### What you need to do
Pull every line containing the word "hanging" from the records.

### Provided information
☆ ☆ ☆ ☆
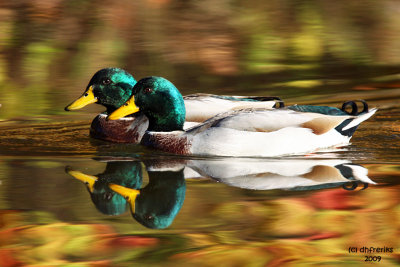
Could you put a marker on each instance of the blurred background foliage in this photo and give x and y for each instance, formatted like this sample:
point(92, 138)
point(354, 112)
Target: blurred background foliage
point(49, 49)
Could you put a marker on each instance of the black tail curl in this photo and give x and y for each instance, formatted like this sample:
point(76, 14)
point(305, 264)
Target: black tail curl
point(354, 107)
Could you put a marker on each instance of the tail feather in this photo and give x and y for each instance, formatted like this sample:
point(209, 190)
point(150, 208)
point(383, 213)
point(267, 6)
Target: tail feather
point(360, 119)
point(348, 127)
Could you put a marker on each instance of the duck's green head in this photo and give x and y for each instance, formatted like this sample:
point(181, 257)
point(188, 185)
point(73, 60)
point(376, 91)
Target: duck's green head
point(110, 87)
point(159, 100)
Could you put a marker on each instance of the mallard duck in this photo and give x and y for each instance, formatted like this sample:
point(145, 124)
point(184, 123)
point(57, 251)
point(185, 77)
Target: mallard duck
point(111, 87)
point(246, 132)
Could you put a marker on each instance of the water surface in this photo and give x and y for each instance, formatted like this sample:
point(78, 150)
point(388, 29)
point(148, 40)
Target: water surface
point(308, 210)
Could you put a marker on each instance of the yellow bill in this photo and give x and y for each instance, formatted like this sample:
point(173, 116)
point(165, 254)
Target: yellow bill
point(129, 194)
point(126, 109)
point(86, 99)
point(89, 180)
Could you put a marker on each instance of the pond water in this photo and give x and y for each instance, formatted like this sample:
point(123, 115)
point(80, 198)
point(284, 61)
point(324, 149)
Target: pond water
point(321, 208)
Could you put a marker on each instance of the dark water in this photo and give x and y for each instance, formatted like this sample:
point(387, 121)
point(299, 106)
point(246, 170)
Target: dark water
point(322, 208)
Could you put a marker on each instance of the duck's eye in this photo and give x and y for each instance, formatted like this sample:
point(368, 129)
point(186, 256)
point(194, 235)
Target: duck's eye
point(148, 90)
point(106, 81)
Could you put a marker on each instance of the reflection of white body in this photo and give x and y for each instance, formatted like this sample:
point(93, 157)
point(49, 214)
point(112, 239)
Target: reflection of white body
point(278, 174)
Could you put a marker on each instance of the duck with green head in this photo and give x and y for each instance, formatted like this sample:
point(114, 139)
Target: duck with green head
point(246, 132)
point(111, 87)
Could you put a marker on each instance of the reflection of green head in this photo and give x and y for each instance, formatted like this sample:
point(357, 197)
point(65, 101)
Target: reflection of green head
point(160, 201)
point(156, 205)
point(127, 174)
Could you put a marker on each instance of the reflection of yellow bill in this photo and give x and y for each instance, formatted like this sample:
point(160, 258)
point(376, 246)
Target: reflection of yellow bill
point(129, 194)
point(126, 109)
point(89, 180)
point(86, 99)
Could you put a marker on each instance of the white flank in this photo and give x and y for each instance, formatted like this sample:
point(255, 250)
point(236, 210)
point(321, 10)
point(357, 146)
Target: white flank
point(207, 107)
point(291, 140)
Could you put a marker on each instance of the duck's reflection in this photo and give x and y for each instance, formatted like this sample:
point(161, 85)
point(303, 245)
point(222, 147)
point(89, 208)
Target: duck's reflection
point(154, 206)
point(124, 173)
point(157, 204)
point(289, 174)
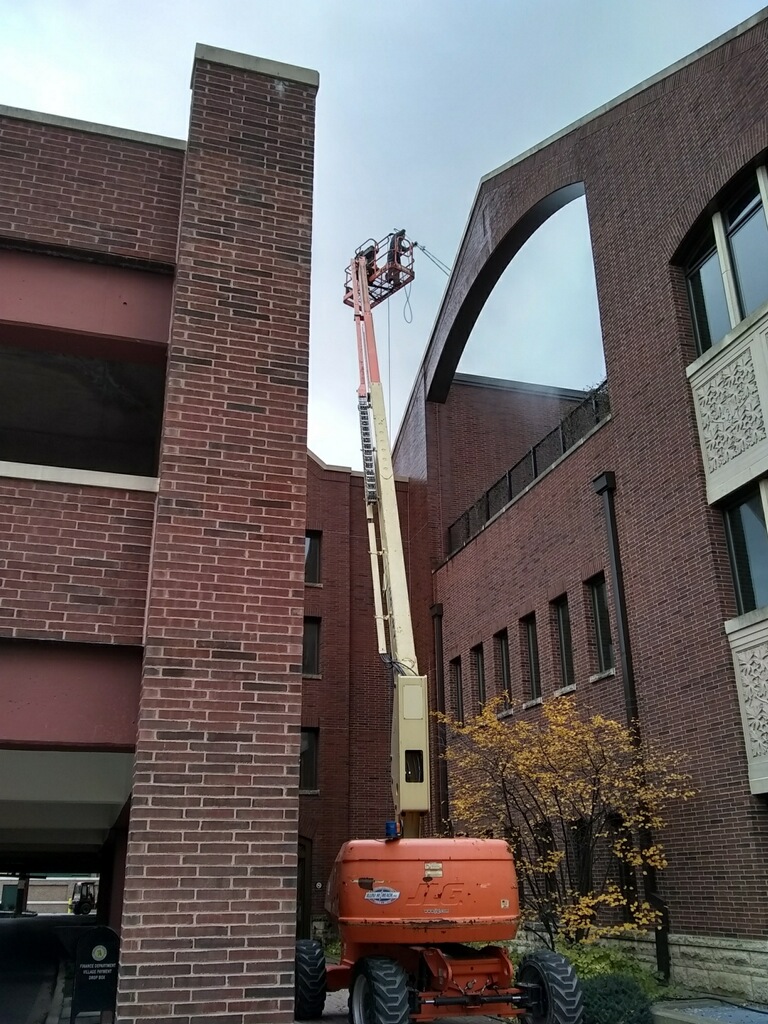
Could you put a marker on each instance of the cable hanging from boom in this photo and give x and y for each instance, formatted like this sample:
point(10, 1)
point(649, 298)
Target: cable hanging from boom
☆ ☆ ☆ ☆
### Output below
Could you put a marker on each instance of the cable hanging from boom in this photo and give x and y for each instance, formatted like this sample:
Target: cable hanging from boom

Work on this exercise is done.